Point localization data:
== == ==

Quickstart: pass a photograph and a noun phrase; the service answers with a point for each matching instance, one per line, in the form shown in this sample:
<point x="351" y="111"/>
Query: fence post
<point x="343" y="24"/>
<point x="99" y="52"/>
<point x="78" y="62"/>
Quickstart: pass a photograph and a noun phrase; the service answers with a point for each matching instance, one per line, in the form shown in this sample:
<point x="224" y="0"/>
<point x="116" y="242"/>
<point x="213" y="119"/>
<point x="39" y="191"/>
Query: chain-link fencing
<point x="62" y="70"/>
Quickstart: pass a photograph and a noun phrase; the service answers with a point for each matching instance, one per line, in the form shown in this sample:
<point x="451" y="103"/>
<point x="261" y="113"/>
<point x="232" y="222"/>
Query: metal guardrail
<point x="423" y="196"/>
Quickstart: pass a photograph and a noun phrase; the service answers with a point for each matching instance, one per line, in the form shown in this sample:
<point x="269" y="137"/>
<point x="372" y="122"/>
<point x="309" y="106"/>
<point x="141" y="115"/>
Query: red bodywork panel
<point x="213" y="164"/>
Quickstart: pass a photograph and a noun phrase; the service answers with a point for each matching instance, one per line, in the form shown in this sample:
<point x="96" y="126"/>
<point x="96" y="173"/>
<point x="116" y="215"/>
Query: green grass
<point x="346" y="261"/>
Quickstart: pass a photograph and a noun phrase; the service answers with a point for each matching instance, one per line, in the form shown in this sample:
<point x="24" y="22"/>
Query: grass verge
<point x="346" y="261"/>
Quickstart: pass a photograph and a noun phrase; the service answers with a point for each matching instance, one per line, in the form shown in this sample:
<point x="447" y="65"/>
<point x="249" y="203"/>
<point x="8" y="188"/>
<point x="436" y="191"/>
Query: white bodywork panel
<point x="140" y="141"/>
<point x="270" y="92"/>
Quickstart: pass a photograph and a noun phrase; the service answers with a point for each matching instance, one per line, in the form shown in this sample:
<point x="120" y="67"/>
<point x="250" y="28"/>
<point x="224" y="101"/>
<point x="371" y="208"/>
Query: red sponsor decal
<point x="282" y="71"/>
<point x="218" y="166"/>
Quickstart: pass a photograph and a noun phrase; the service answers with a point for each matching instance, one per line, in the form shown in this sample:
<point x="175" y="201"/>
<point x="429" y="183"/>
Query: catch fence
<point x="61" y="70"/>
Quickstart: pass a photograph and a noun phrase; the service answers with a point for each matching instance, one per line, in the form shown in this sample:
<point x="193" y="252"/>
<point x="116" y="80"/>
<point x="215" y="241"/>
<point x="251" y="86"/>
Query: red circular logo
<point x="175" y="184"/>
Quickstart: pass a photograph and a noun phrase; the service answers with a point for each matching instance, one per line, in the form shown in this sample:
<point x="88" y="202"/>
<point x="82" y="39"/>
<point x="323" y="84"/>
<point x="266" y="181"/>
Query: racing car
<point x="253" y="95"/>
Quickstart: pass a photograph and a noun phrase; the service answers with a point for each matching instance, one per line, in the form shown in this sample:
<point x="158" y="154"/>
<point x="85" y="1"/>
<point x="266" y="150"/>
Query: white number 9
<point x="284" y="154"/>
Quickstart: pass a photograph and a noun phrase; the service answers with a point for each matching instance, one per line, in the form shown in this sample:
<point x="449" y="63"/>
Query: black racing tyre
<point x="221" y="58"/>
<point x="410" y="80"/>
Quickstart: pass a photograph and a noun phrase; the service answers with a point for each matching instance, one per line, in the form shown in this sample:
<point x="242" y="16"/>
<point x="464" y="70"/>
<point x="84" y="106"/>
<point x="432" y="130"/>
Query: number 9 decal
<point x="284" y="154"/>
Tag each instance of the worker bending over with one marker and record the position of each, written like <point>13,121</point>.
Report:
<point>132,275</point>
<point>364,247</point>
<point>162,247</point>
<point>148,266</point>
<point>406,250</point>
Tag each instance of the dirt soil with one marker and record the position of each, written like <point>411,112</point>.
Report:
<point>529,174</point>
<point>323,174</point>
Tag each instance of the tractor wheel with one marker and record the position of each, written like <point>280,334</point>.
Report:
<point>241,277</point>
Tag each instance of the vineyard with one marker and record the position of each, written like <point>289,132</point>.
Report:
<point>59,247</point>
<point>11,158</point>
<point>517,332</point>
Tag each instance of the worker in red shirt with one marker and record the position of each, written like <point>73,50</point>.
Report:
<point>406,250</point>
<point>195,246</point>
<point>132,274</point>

== == ==

Task details: Copy each line of the data that contains the word "position".

Response to this task:
Tag each instance of the worker bending over with one marker and record the position of each, written like <point>13,121</point>.
Tag each instance of the dirt soil with one marker and record the position of each, written like <point>411,112</point>.
Tag each instance of the tractor wheel with one marker and record the position of each, written like <point>280,334</point>.
Tag each instance of the vineyard with one marker and record the position of each, written like <point>289,132</point>.
Tag each instance of the worker in red shirt with one marker and record the position of each, written like <point>73,50</point>.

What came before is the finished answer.